Problems to solve -
[A] In the cluster visibility text, rewrite the paragraph beginning "The forwarder is the same in both viewing paths below" as a short list that keeps its main facts.
[B] According to the cluster visibility text, which namespace does proxymock web auto-port-forward to by default?
[C] From the cluster visibility text, extract the passage from "- The inspector" to "once you're connected.".

Source passage -

• • • •

Topology and cluster visibility
The Topology and Nodes tabs in proxymock web give you a live,
read-only view into a connected Kubernetes cluster. Two in-cluster
Speedscale components back them:
- The forwarder supplies the live topology graph and node/pod metrics — the moving parts of the Topology and Nodes tabs.
- The inspector supplies Kubernetes troubleshooting detail: a workload's describe-style status and health, its events, pod logs, its config dependencies, and a browsable view of the namespace's ConfigMaps, Secrets, and Services.
This page is in two halves. Connecting to the
cluster covers how proxymock web
reaches the forwarder (and how to fix it when it can't).
Workload and resource visibility
covers everything the inspector adds once you're connected.
Connecting to the cluster
The forwarder is the same in both viewing paths below — only the
transport between it and your screen differs. proxymock web does the
local plumbing for you: by default, it auto-port-forwards to
speedscale-forwarder in the speedscale namespace using your current
kube-context. When that works, you don't need to do anything. When it
doesn't, the in-app chooser lets you fall back to Speedscale Cloud, or
surfaces what to fix.

• • • •

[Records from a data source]
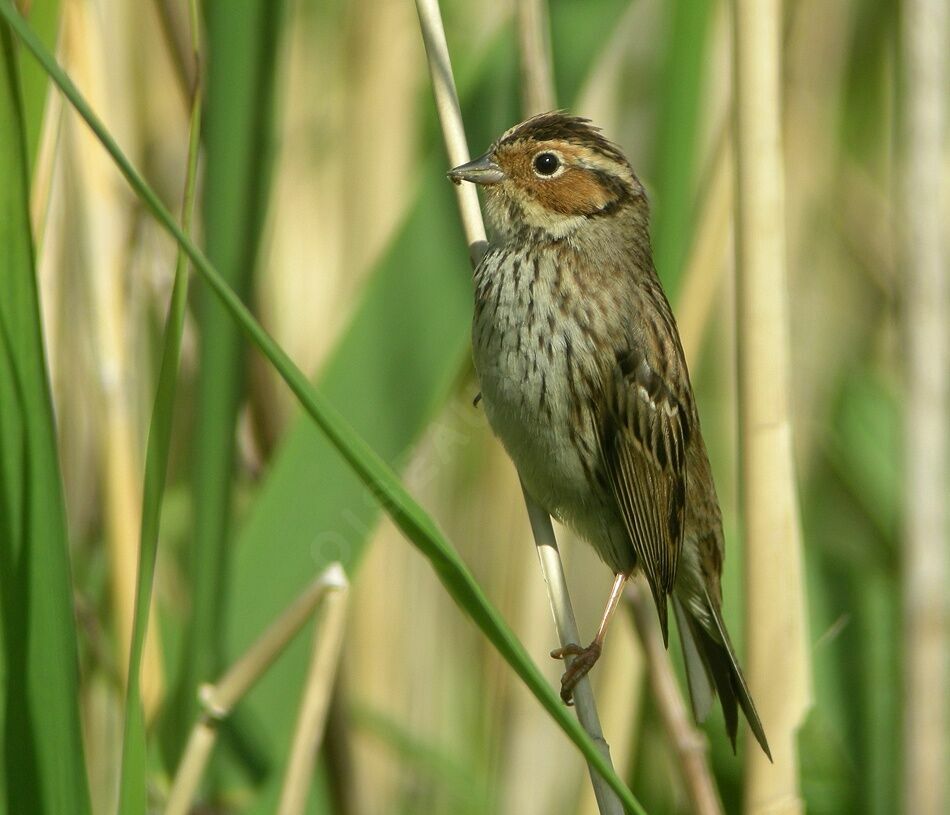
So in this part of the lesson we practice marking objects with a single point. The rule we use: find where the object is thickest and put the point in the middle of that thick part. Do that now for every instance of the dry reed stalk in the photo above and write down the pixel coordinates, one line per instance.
(311, 721)
(689, 743)
(706, 264)
(776, 638)
(104, 222)
(453, 131)
(219, 699)
(927, 407)
(534, 47)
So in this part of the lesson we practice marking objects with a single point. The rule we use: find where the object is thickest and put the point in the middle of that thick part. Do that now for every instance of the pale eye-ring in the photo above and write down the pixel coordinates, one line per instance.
(546, 163)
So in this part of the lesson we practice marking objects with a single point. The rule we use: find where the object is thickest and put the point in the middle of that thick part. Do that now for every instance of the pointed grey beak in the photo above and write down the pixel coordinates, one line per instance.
(479, 171)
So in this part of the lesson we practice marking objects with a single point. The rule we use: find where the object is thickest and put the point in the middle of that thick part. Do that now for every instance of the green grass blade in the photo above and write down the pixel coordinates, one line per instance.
(44, 18)
(43, 764)
(133, 782)
(243, 40)
(404, 349)
(412, 520)
(678, 135)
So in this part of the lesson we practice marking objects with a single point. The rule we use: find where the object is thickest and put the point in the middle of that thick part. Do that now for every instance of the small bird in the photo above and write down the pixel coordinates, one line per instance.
(584, 380)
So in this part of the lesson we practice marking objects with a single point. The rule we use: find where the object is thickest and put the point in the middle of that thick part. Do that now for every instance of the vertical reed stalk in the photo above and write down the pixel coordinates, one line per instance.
(219, 699)
(778, 663)
(536, 63)
(926, 335)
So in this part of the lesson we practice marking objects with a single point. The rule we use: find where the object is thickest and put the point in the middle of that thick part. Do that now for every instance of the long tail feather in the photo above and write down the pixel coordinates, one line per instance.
(711, 661)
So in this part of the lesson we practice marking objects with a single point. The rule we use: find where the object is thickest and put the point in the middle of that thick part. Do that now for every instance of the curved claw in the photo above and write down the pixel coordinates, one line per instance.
(584, 659)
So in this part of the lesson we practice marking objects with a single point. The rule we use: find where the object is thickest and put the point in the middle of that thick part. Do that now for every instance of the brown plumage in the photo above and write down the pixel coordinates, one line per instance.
(584, 380)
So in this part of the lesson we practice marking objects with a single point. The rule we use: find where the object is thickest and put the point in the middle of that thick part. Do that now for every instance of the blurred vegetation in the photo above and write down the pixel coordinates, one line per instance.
(323, 202)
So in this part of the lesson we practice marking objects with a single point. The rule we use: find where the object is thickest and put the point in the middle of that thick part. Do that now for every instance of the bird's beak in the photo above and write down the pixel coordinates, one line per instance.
(479, 171)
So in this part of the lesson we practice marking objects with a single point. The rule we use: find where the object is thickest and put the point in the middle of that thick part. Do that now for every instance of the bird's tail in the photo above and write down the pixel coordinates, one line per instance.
(711, 666)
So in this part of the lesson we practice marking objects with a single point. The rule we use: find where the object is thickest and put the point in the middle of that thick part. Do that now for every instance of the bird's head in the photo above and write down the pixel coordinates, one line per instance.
(552, 175)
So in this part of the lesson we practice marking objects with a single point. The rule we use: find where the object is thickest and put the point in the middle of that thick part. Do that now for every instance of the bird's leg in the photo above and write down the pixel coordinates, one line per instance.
(584, 658)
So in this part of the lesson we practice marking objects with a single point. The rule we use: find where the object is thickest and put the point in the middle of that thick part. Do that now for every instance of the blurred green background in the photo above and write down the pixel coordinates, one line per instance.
(322, 200)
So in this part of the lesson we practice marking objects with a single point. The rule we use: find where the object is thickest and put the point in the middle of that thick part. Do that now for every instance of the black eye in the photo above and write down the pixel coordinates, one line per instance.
(546, 163)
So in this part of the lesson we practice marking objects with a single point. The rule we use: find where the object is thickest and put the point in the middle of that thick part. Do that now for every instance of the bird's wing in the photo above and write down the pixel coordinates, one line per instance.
(643, 434)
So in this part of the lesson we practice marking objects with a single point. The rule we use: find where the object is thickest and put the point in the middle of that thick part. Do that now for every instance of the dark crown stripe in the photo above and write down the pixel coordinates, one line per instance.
(558, 126)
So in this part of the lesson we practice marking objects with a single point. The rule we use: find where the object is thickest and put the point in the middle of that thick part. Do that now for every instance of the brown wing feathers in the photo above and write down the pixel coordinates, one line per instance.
(643, 440)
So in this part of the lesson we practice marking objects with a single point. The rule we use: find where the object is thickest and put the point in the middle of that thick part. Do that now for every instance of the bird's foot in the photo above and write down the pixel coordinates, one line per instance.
(583, 661)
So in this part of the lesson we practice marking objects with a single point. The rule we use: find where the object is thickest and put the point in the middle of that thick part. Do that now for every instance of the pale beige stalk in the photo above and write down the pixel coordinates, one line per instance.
(927, 408)
(312, 719)
(776, 635)
(689, 744)
(102, 219)
(219, 699)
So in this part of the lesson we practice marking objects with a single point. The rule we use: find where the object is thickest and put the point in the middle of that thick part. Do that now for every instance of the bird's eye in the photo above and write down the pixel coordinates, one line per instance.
(546, 163)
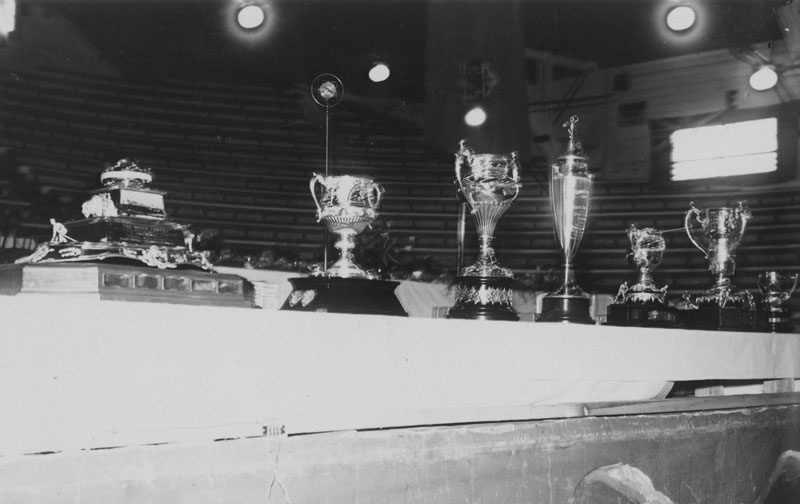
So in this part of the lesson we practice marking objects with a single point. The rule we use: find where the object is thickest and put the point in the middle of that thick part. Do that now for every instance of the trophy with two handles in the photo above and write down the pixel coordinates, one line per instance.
(723, 306)
(487, 184)
(347, 204)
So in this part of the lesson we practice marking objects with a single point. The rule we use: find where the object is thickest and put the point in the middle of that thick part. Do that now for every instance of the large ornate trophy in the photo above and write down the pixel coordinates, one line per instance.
(488, 184)
(776, 288)
(570, 190)
(125, 248)
(722, 306)
(644, 303)
(347, 204)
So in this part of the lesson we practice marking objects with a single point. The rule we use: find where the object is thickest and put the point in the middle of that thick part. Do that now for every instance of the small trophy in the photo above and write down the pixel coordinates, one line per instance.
(484, 289)
(348, 204)
(776, 289)
(722, 306)
(643, 303)
(570, 190)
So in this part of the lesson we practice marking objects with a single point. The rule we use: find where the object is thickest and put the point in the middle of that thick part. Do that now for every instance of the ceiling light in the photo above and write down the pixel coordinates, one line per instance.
(475, 117)
(379, 72)
(765, 77)
(250, 16)
(681, 18)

• • • •

Results in order -
[A]
- The forwarder is the same in both viewing paths; only the transport to your screen differs.
- proxymock web handles the local plumbing for you.
- By default, it auto-port-forwards to speedscale-forwarder in the speedscale namespace using your current kube-context.
- When that works, you don't need to do anything.
- When it doesn't, the in-app chooser lets you fall back to Speedscale Cloud or shows what to fix.

[B] The speedscale namespace.

[C]
- The inspector supplies Kubernetes troubleshooting detail: a workload's describe-style status and health, its events, pod logs, its config dependencies, and a browsable view of the namespace's ConfigMaps, Secrets, and Services.
This page is in two halves. Connecting to the
cluster covers how proxymock web
reaches the forwarder (and how to fix it when it can't).
Workload and resource visibility
covers everything the inspector adds once you're connected.